▸ **TASK OBJECTIVE**
The lines to extract begin at the one containing "Target: hood vent" and run to the end of the listing; set them down exactly and alone.

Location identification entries
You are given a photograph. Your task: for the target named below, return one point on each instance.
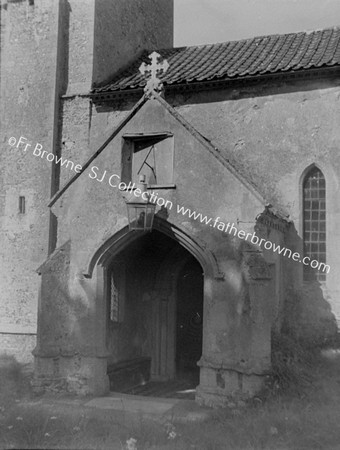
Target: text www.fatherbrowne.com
(229, 228)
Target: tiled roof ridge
(260, 55)
(261, 36)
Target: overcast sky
(209, 21)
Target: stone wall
(273, 132)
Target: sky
(209, 21)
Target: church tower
(52, 49)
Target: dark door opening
(189, 321)
(155, 318)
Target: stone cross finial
(151, 72)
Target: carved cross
(151, 72)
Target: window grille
(314, 221)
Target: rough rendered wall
(27, 83)
(131, 26)
(273, 132)
(104, 36)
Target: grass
(293, 413)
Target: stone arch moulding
(123, 237)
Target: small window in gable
(151, 155)
(116, 292)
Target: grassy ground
(303, 415)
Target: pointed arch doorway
(154, 303)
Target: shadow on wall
(14, 379)
(307, 313)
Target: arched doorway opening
(154, 292)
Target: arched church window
(314, 221)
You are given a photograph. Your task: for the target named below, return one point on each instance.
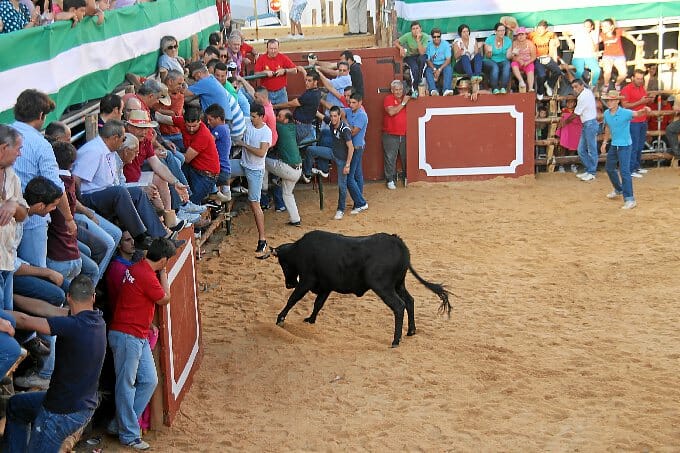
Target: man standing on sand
(617, 127)
(586, 109)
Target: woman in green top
(497, 53)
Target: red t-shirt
(394, 125)
(62, 245)
(136, 303)
(265, 63)
(203, 143)
(133, 170)
(633, 93)
(177, 107)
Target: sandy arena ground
(564, 334)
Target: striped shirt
(37, 159)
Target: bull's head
(287, 262)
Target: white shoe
(360, 209)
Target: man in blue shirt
(438, 64)
(617, 127)
(358, 123)
(41, 421)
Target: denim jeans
(498, 73)
(446, 75)
(26, 414)
(323, 156)
(587, 146)
(6, 290)
(38, 288)
(9, 348)
(416, 65)
(136, 380)
(33, 246)
(620, 155)
(201, 185)
(638, 133)
(469, 67)
(591, 63)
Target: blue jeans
(495, 70)
(37, 288)
(620, 155)
(323, 155)
(201, 185)
(447, 74)
(136, 380)
(591, 63)
(278, 96)
(638, 133)
(9, 348)
(26, 415)
(469, 67)
(33, 246)
(587, 146)
(6, 290)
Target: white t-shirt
(254, 137)
(584, 43)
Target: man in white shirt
(586, 109)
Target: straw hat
(611, 95)
(140, 118)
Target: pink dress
(570, 134)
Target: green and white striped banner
(483, 14)
(88, 61)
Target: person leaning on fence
(636, 98)
(617, 128)
(586, 109)
(394, 131)
(438, 64)
(41, 421)
(412, 47)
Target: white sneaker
(360, 209)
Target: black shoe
(262, 250)
(36, 347)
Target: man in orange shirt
(547, 70)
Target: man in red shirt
(275, 66)
(394, 132)
(201, 160)
(145, 285)
(635, 98)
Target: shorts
(296, 11)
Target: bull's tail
(436, 288)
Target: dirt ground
(564, 334)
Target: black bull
(322, 262)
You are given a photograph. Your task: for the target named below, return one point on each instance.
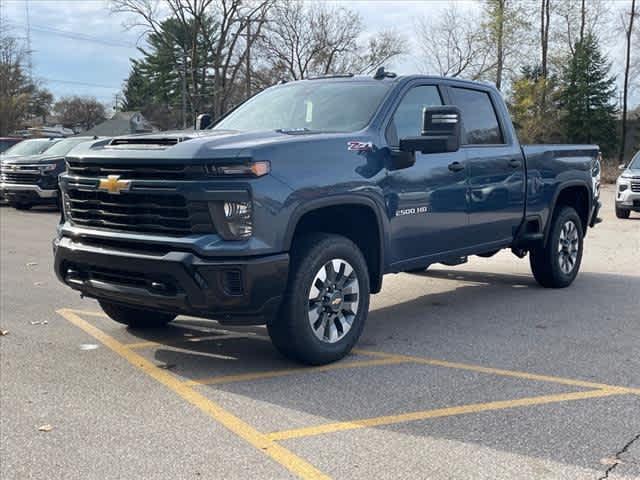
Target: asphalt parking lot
(469, 372)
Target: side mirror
(440, 132)
(203, 121)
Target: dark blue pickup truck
(292, 207)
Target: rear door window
(479, 120)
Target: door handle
(456, 166)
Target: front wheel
(135, 317)
(326, 303)
(556, 265)
(622, 213)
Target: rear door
(496, 167)
(426, 202)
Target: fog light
(235, 209)
(233, 220)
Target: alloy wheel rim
(333, 300)
(568, 247)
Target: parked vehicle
(291, 209)
(33, 180)
(628, 188)
(8, 142)
(32, 146)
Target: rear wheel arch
(358, 219)
(577, 195)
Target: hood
(202, 144)
(632, 172)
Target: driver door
(427, 202)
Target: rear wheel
(135, 317)
(622, 212)
(326, 303)
(556, 265)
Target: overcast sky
(79, 47)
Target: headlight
(233, 220)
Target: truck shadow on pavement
(488, 319)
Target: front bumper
(240, 290)
(26, 190)
(628, 199)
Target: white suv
(628, 189)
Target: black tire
(292, 331)
(135, 317)
(21, 205)
(553, 266)
(622, 213)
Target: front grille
(20, 178)
(166, 213)
(232, 281)
(128, 171)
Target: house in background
(122, 123)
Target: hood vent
(146, 142)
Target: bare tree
(545, 22)
(83, 112)
(628, 25)
(508, 27)
(15, 88)
(227, 45)
(452, 44)
(307, 39)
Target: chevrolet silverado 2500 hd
(289, 211)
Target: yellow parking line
(437, 413)
(290, 371)
(281, 455)
(91, 313)
(500, 372)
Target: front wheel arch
(356, 218)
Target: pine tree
(588, 96)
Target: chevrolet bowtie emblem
(113, 184)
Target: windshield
(63, 147)
(7, 143)
(319, 106)
(34, 146)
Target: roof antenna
(381, 73)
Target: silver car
(628, 188)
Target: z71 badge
(413, 211)
(355, 146)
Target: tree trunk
(545, 18)
(625, 93)
(583, 19)
(500, 43)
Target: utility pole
(29, 59)
(248, 75)
(629, 31)
(184, 91)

▸ **EXPECTED OUTPUT**
Target: hood vent
(146, 142)
Target: bare tree
(545, 22)
(83, 112)
(628, 25)
(508, 27)
(15, 88)
(227, 45)
(452, 44)
(307, 39)
Target: chevrolet silverado 2500 hd
(289, 211)
Target: yellow parking line
(437, 413)
(290, 371)
(281, 455)
(91, 313)
(500, 372)
Target: front wheel arch
(356, 218)
Target: pine tree
(588, 96)
Target: chevrolet bowtie emblem
(113, 184)
Target: windshield
(63, 147)
(7, 143)
(319, 106)
(34, 146)
Target: roof antenna
(381, 73)
Target: silver car
(628, 188)
Target: z71 badge
(413, 211)
(355, 146)
Target: tree trunk
(545, 18)
(625, 93)
(583, 19)
(500, 43)
Target: utility pole
(29, 59)
(248, 75)
(629, 31)
(184, 91)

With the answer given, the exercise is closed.